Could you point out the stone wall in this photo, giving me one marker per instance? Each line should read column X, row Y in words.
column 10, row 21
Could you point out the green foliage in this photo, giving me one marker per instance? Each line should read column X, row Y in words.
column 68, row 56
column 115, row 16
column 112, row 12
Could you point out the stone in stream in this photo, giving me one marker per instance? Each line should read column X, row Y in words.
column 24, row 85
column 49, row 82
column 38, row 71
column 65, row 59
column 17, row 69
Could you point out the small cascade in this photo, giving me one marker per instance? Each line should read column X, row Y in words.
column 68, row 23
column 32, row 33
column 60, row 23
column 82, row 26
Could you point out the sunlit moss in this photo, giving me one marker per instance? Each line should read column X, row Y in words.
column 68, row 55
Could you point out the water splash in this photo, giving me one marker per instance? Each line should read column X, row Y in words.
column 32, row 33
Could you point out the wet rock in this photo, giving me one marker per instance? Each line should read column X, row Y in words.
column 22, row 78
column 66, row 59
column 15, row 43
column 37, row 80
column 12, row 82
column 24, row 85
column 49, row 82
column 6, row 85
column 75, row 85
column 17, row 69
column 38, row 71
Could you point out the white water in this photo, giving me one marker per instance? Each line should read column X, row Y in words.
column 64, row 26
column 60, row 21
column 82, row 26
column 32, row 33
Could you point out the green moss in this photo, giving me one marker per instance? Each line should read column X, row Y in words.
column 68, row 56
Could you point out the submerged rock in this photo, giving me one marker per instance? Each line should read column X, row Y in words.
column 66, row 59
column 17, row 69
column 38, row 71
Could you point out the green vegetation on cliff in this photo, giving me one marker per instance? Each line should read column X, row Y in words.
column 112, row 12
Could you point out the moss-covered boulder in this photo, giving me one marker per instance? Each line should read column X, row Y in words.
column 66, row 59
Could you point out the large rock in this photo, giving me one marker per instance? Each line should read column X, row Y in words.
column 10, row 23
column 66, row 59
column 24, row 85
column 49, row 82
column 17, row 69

_Exercise_
Print every record above once more, exactly as written.

_Output_
Could you point out the stone wall in this photo, giving me one marker per instance? Each line should read column X, row Y in words.
column 10, row 21
Could you point out the green foliage in this photo, giving me one marker per instance? Each line should read column X, row Y in words.
column 68, row 56
column 115, row 16
column 112, row 12
Could you point out the stone in stream in this photo, giving me one marker per instance? Each line should read column X, row Y in words.
column 24, row 85
column 49, row 82
column 38, row 71
column 65, row 59
column 17, row 69
Could you point out the small cascade in this photo, giving me one marker per instance? Each line should read column X, row Y in words.
column 68, row 23
column 32, row 33
column 60, row 23
column 82, row 26
Could you point out the sunlit moss in this photo, giving me one marker per instance? Each line should read column X, row Y in words.
column 68, row 55
Could you point out the water splash in this photo, giving me one marker per instance? Each line should read column X, row Y in words.
column 32, row 33
Could you point out the wet rock in this photo, giving me one marker per instance? Each line should read column X, row Y in words.
column 22, row 78
column 66, row 59
column 15, row 43
column 37, row 80
column 12, row 82
column 24, row 85
column 49, row 82
column 6, row 85
column 75, row 85
column 17, row 69
column 38, row 71
Could you point out the white water in this photo, giving me one marker per instance? Each line should read column X, row Y in words.
column 64, row 26
column 60, row 21
column 82, row 26
column 32, row 33
Could you point out the green moss in this photo, giving me one marker per instance? Each line should read column X, row Y in words.
column 68, row 56
Could you point out the submerged rock in this photo, giving me one marker per instance? Each line should read column X, row Y in words.
column 66, row 59
column 17, row 69
column 38, row 71
Could you point out the green vegetation on cliff in this photo, giving me one marker per instance? Each line should read column X, row Y in words.
column 112, row 12
Could you point out the moss-covered boulder in this photo, giving me one marker per instance? Each line should read column X, row Y in words.
column 66, row 59
Could you point out the large rock in this photo, giving me one marker per instance? Each line should read column X, row Y in words.
column 10, row 23
column 66, row 59
column 24, row 85
column 49, row 82
column 17, row 69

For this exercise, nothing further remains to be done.